Copy the records below word for word, from the line containing "Find every instance of the dark" through the line containing "Find every instance of the dresser", including both of those lines.
>> START Source records
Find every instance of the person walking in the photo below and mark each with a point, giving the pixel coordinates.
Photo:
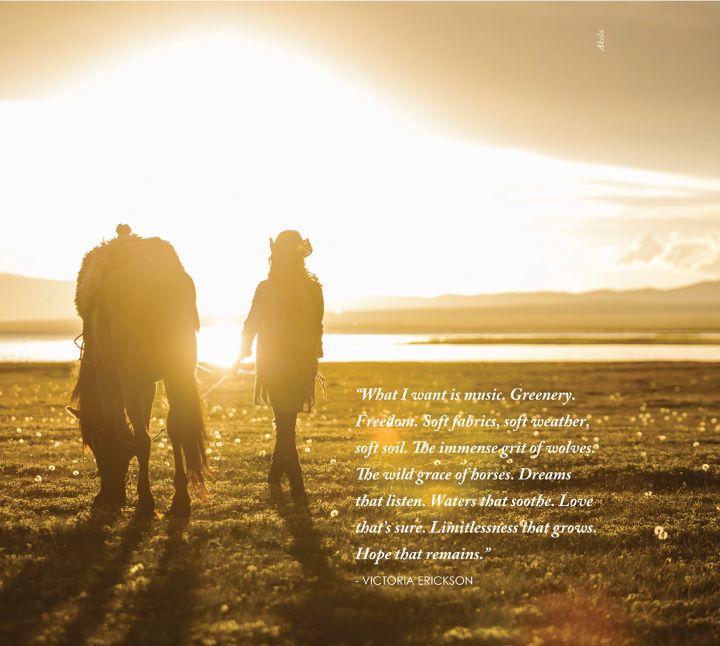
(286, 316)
>> END Source records
>> START Source records
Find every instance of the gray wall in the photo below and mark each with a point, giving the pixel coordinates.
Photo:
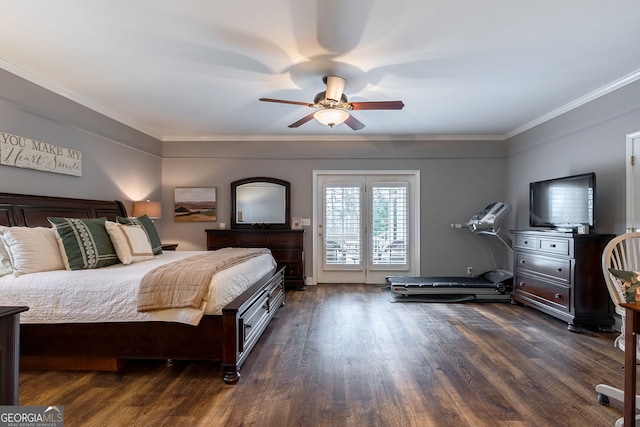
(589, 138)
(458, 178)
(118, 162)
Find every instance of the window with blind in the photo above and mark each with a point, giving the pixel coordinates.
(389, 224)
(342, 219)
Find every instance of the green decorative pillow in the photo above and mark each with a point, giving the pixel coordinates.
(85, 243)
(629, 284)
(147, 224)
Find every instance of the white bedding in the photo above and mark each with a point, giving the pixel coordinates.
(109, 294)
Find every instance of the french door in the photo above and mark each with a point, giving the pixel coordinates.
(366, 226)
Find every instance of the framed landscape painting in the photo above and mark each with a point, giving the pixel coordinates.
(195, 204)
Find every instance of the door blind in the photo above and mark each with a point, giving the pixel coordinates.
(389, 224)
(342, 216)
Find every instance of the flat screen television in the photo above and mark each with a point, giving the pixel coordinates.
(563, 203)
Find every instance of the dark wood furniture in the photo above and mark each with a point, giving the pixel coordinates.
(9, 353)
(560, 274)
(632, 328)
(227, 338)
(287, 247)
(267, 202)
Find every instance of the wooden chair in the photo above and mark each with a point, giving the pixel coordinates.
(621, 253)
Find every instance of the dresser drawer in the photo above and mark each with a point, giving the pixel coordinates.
>> END Source records
> [Written reply]:
Find every instance of the dark wood furniture in the photo above and mark each with a point, giving the pixel coordinates.
(9, 353)
(560, 274)
(632, 328)
(227, 338)
(287, 247)
(267, 202)
Find every instance of the wooden chair in the photo above and mark each with a point, giving the pixel coordinates.
(621, 253)
Find every instance of the dresser drawer in the photo above and mark each with a point, giving the pixel coordinates.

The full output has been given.